- _Extract to read_:
....

The articulation was the truly unique feature with the Gama Goat. It was developed by engineer Roger Gamout, and the vehicle's name references his, with the “goat” being a nod to the vehicle's rugged functionality. The design was also partially amphibious to facilitate passing over rivers and streams. In humid jungle conditions, vehicles that could not handle deposits of water would have difficulty navigating.
Like other vehicles designed for off-road use, the Gama Goat is slow and the steering can be clunky, especially for a driver who is not familiar with the vehicle. These vehicles handle poorly on pavement and are not really suitable for use in settings where they will spend a lot of time on tarmacs or roads. The powerful engines are also very noisy. Operators in Vietnam had to wear hearing protection while driving, and the vehicles were not known for stealth.

....

(Lines of data)

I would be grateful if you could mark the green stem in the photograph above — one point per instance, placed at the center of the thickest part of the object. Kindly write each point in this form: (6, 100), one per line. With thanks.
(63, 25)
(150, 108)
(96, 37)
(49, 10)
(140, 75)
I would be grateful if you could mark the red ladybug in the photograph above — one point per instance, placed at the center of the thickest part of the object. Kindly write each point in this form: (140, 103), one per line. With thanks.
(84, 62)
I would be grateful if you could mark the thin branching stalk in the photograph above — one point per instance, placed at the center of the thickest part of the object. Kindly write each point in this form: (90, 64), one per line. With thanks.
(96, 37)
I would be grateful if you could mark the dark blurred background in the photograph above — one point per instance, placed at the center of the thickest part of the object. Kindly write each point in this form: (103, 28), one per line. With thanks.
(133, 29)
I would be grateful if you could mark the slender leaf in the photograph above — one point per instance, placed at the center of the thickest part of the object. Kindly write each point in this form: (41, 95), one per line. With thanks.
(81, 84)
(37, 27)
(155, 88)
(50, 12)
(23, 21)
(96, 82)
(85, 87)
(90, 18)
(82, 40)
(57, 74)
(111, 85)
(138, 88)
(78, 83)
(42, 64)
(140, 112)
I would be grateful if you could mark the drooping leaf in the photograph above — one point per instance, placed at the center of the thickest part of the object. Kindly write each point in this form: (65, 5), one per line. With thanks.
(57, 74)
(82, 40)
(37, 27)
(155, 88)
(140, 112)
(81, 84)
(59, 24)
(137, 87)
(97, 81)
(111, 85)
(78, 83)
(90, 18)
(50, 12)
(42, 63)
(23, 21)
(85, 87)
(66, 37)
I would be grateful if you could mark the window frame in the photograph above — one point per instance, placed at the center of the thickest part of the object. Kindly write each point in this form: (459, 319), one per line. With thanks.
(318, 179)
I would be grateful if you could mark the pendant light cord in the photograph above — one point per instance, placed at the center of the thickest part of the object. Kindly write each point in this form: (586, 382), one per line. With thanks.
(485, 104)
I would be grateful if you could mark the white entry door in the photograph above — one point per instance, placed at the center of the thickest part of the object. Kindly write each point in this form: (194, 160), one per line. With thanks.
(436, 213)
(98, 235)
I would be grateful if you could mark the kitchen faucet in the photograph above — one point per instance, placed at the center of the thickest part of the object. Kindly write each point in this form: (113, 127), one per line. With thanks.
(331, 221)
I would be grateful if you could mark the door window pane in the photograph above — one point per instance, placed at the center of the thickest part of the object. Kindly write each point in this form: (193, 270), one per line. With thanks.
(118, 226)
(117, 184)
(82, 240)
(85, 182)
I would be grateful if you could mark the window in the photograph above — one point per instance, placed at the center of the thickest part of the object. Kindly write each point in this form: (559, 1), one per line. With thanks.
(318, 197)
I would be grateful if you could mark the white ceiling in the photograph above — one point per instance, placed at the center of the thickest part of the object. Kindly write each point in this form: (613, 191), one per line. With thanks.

....

- _The tasks_:
(a) Answer these three questions from the Gama Goat passage:
(i) Which engineer developed the vehicle?
(ii) What was the partially amphibious design meant to help the vehicle do?
(iii) What did operators in Vietnam have to wear while driving?
(b) According to the Gama Goat passage, why did it matter that the vehicle was partially amphibious? Answer in one to three sentences.
(c) Carry the Gama Goat passage forward with a new paragraph that starts after its last sentence.
You won't need this material for any of the work here.

- _Exercise answers_:
(a)
(i) Roger Gamout.
(ii) Pass over rivers and streams.
(iii) Hearing protection.

(b) The partially amphibious design let the Gama Goat pass over rivers and streams. This mattered because, in humid jungle conditions, vehicles that could not handle deposits of water would have difficulty navigating.

(c)
Collectors with an interest in the Gama Goat can sometimes find listings for sale. Sale vehicles can vary in condition from meticulously maintained trucks to Gama Goats with substantial damage that may require extensive repairs. They can also be difficult to transport without a flatbed truck, unless the sale vehicle happens to be close to the collector's home or garage. As with other vehicle purchases, it is advisable to carefully inspect the vehicle and any maintenance records to assess the condition and determine how much work it will need to be safe and serviceable. Parts can be difficult to obtain unless collectors have access to a yard, and this is another consideration to think about before buying a Gama Goat.